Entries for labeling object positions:
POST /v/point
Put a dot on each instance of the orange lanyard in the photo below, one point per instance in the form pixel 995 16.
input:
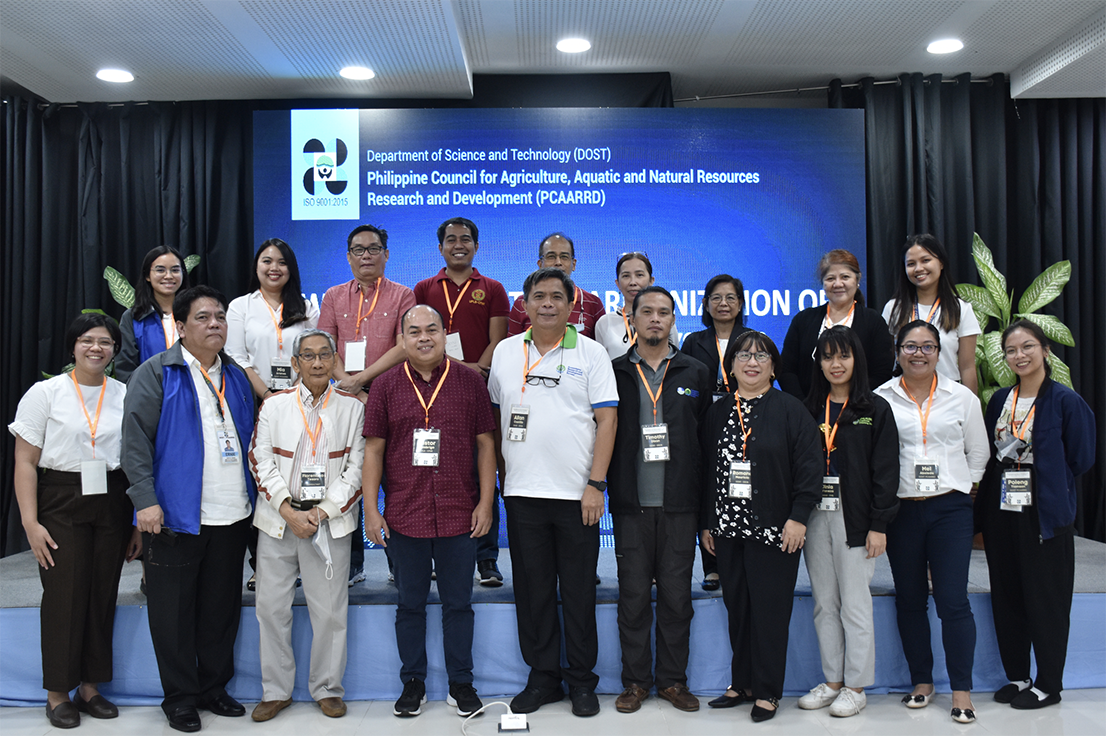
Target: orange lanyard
pixel 372 308
pixel 452 308
pixel 418 394
pixel 319 421
pixel 100 405
pixel 831 434
pixel 924 417
pixel 656 397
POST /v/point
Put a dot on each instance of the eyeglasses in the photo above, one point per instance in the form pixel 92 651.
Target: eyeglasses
pixel 910 349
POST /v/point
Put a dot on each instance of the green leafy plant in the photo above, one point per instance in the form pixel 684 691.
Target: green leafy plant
pixel 992 301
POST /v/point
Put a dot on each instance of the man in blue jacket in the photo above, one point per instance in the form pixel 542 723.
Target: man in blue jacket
pixel 187 417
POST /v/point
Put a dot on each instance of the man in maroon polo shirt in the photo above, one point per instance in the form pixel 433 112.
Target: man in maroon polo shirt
pixel 556 250
pixel 426 420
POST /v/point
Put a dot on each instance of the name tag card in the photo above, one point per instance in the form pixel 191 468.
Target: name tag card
pixel 741 480
pixel 426 447
pixel 520 418
pixel 655 443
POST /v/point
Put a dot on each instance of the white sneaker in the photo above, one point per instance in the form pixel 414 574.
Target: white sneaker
pixel 818 697
pixel 848 703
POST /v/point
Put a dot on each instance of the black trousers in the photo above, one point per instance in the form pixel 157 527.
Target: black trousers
pixel 194 588
pixel 759 591
pixel 1031 594
pixel 79 593
pixel 550 545
pixel 654 545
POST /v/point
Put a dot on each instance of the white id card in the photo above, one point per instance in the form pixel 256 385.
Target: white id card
pixel 280 373
pixel 312 483
pixel 831 494
pixel 926 474
pixel 1016 490
pixel 655 442
pixel 426 447
pixel 454 346
pixel 741 480
pixel 517 426
pixel 93 477
pixel 355 356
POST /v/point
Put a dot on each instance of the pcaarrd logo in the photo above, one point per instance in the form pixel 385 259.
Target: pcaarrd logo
pixel 325 166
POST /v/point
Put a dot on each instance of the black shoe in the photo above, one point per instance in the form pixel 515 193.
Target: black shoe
pixel 532 698
pixel 490 577
pixel 223 705
pixel 584 702
pixel 410 703
pixel 185 718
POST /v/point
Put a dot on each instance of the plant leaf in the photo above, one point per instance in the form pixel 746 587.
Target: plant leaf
pixel 122 291
pixel 1045 287
pixel 1056 330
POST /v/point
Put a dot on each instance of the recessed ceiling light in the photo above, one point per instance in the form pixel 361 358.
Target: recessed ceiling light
pixel 945 45
pixel 358 73
pixel 573 45
pixel 115 75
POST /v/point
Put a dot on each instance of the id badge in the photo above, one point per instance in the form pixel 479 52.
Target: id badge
pixel 280 373
pixel 517 426
pixel 228 448
pixel 831 494
pixel 312 483
pixel 426 447
pixel 741 480
pixel 355 356
pixel 93 477
pixel 926 473
pixel 454 346
pixel 1016 490
pixel 655 443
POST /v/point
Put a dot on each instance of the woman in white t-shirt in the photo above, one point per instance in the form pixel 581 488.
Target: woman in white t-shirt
pixel 926 292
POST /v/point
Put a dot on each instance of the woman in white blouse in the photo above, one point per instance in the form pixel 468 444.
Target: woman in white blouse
pixel 942 452
pixel 76 515
pixel 262 324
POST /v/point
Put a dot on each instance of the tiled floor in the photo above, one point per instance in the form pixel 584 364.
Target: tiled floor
pixel 1082 713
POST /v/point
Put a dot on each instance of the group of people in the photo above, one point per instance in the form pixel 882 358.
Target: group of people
pixel 268 415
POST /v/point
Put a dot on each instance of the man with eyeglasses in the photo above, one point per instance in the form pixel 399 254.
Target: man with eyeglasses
pixel 557 250
pixel 425 422
pixel 555 401
pixel 306 456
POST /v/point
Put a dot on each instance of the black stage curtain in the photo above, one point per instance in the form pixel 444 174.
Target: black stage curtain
pixel 955 157
pixel 93 185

## Required work
Reproduce the lines verbatim, beginning at the start of the records and stopping after the line that contains "pixel 910 349". Leave the pictures out of your answer.

## Output for this exercise
POST /v/point
Put a dot on each instance of the orange lanyard in the photo below, one point per instance in the form pixel 995 16.
input:
Target: orange lanyard
pixel 372 308
pixel 452 308
pixel 418 394
pixel 319 421
pixel 100 405
pixel 831 434
pixel 924 417
pixel 656 397
POST /v/point
Put a dot on each instance of the eyeglasses in the photo above, one point per instance in the form pixel 92 651.
Target: eyeglasses
pixel 910 349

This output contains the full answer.